What needs to be done
Copy out the records below, putting "most central" wherever "innermost" occurs and leaving everything else unchanged.

Task input
----

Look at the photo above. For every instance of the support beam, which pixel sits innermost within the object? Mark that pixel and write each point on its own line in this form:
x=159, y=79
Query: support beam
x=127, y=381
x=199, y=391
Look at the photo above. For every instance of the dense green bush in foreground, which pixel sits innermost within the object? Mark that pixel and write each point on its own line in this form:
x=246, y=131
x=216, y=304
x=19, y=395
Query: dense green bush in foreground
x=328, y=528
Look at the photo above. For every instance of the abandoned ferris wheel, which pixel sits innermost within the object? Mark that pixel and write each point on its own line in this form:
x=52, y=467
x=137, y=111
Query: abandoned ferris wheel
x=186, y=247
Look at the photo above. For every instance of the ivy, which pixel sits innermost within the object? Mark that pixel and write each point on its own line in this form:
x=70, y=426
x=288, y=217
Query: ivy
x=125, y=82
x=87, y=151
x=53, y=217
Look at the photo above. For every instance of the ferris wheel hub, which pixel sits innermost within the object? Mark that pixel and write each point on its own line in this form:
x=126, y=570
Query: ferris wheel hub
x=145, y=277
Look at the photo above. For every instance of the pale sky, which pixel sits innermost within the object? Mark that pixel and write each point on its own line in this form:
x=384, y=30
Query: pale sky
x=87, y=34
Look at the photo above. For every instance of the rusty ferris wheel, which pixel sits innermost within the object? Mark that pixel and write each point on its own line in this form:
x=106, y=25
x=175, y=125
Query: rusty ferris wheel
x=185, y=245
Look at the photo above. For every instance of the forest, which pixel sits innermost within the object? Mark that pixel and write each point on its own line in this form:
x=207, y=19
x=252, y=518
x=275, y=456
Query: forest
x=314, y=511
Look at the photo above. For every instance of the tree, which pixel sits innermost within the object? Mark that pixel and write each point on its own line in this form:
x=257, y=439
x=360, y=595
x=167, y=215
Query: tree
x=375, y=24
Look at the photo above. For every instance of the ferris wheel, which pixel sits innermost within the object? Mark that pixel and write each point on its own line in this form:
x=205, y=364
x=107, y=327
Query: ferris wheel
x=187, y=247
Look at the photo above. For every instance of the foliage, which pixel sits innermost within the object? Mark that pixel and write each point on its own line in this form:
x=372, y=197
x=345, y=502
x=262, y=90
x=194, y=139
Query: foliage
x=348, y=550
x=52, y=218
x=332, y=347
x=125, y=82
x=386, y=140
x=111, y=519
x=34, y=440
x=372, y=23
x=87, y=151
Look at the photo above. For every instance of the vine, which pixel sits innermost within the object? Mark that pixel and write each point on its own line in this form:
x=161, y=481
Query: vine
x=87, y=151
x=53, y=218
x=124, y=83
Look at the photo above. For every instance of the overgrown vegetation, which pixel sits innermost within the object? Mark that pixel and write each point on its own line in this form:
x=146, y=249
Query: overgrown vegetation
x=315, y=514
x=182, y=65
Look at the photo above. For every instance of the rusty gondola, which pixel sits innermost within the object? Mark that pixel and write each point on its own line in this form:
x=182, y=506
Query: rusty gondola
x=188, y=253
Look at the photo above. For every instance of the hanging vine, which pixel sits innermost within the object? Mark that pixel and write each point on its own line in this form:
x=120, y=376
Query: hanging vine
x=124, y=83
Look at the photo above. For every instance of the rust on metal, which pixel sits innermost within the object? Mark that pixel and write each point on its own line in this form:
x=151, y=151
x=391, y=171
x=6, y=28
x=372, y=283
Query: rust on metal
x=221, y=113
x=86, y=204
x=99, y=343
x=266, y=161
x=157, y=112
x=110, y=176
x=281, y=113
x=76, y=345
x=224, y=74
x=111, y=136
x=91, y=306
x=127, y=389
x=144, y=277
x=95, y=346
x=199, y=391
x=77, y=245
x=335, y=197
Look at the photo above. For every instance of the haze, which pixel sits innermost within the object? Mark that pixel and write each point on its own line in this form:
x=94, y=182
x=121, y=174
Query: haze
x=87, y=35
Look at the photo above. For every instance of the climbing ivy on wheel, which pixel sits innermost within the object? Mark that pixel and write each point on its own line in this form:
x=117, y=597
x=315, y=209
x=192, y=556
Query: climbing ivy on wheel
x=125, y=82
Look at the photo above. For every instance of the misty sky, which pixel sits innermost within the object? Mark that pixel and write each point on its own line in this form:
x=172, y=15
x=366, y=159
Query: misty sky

----

Full answer
Look at the photo above. For every instance of the support beam, which pixel sits most central within the object? Mark that pixel and write each point on its own line in this form:
x=159, y=79
Query: support beam
x=127, y=381
x=199, y=391
Look at the photo above. For every instance of the dense green bush in foreground, which pixel sits most central within the object? Mark that pixel and write each point on its own line in this form:
x=246, y=131
x=216, y=304
x=19, y=395
Query: dense green bush in foreground
x=328, y=528
Look at the photo above. For every instance of the abandoned ferris wheel, which pixel sits most central within the object? Mark that pixel and write each point on its own line in this form:
x=52, y=467
x=137, y=111
Query: abandoned ferris wheel
x=186, y=247
Look at the photo above. For every instance of the ivy, which pixel sits most central within the object? Mark that pixel and write each point on its own line in this form:
x=70, y=426
x=288, y=217
Query: ivy
x=125, y=82
x=87, y=151
x=53, y=217
Look at the photo above. For every instance of the ferris wheel hub, which pixel sits most central within the object? Mark that pixel and write each point on its own line in this form:
x=126, y=570
Query: ferris wheel hub
x=145, y=277
Look at the photo above. For every instance of the pale sky, which pixel sits most central within the object? Mark that pixel and write each point on its own line in this form:
x=384, y=30
Query: pale sky
x=87, y=34
Look at the photo above. For every instance of the rusty ferris wheel, which pixel sits most central within the object? Mark that pixel and write each point on its own line in this form:
x=106, y=25
x=175, y=125
Query: rusty ferris wheel
x=185, y=245
Look at the photo above. For every instance of the forest, which pixel sits most central within the object? Mark that pixel and write each point on its own line in this form:
x=207, y=19
x=252, y=518
x=275, y=456
Query: forest
x=314, y=511
Look at the photo above. For every instance of the tree, which pixel sits most central within the object? Mark that pixel and write each point on its own line in this form:
x=257, y=439
x=360, y=595
x=167, y=215
Query: tree
x=375, y=24
Look at the photo above. For every instance of the ferris wheel, which pixel sits most central within the object? Mark that pixel and write each point on its own line in this form:
x=205, y=364
x=107, y=327
Query: ferris wheel
x=187, y=247
Look at the photo above. For every instance of the foliage, which pixel sits most central within the object? Mark that pixel and write each point on its own line in this form:
x=372, y=197
x=345, y=502
x=262, y=90
x=194, y=139
Query: foliage
x=348, y=550
x=52, y=218
x=332, y=347
x=125, y=82
x=386, y=140
x=111, y=519
x=34, y=440
x=372, y=23
x=87, y=151
Look at the photo above. For every instance of the vine, which pixel sits most central within the object? Mark that pixel and write each point on its own line in this form:
x=161, y=481
Query: vine
x=87, y=151
x=53, y=218
x=124, y=83
Look at the photo above. For every instance of the overgrown vegetation, which pixel sits most central within the object? Mark that pixel and write each point on its own line in this form:
x=146, y=249
Query: overgrown vegetation
x=315, y=514
x=182, y=65
Look at the photo above. For every instance of the rusty gondola, which pixel sits most central within the object? Mark that pixel and write each point on its own line in this form:
x=182, y=506
Query: rusty gondola
x=188, y=253
Look at the photo above. For every instance of the hanging vine, which pixel sits most central within the object? Mark that pixel and write each point on its own line in this form:
x=120, y=376
Query: hanging vine
x=124, y=83
Look at the photo above. For every instance of the rust on metal, which pixel sits most central within the object? Mark that pixel and write each point on its own line in this form:
x=151, y=151
x=391, y=171
x=6, y=28
x=372, y=283
Query: rust on metal
x=221, y=113
x=86, y=204
x=99, y=343
x=266, y=161
x=157, y=112
x=110, y=176
x=281, y=113
x=76, y=345
x=224, y=74
x=111, y=136
x=91, y=306
x=127, y=389
x=144, y=277
x=95, y=346
x=199, y=391
x=77, y=245
x=335, y=197
Look at the photo above. For every instance of the haze, which pixel sits most central within the object? Mark that pixel and write each point on its own line in this form:
x=94, y=182
x=121, y=174
Query: haze
x=87, y=35
Look at the photo above. For every instance of the climbing ivy on wheel, which pixel sits most central within the object? Mark that pixel and write each point on its own line in this form:
x=117, y=597
x=315, y=209
x=192, y=556
Query: climbing ivy on wheel
x=125, y=82
Look at the photo above. For every instance of the misty sky, which pixel sits most central within the object? Mark that pixel and write each point on its own line in this form:
x=172, y=15
x=366, y=159
Query: misty sky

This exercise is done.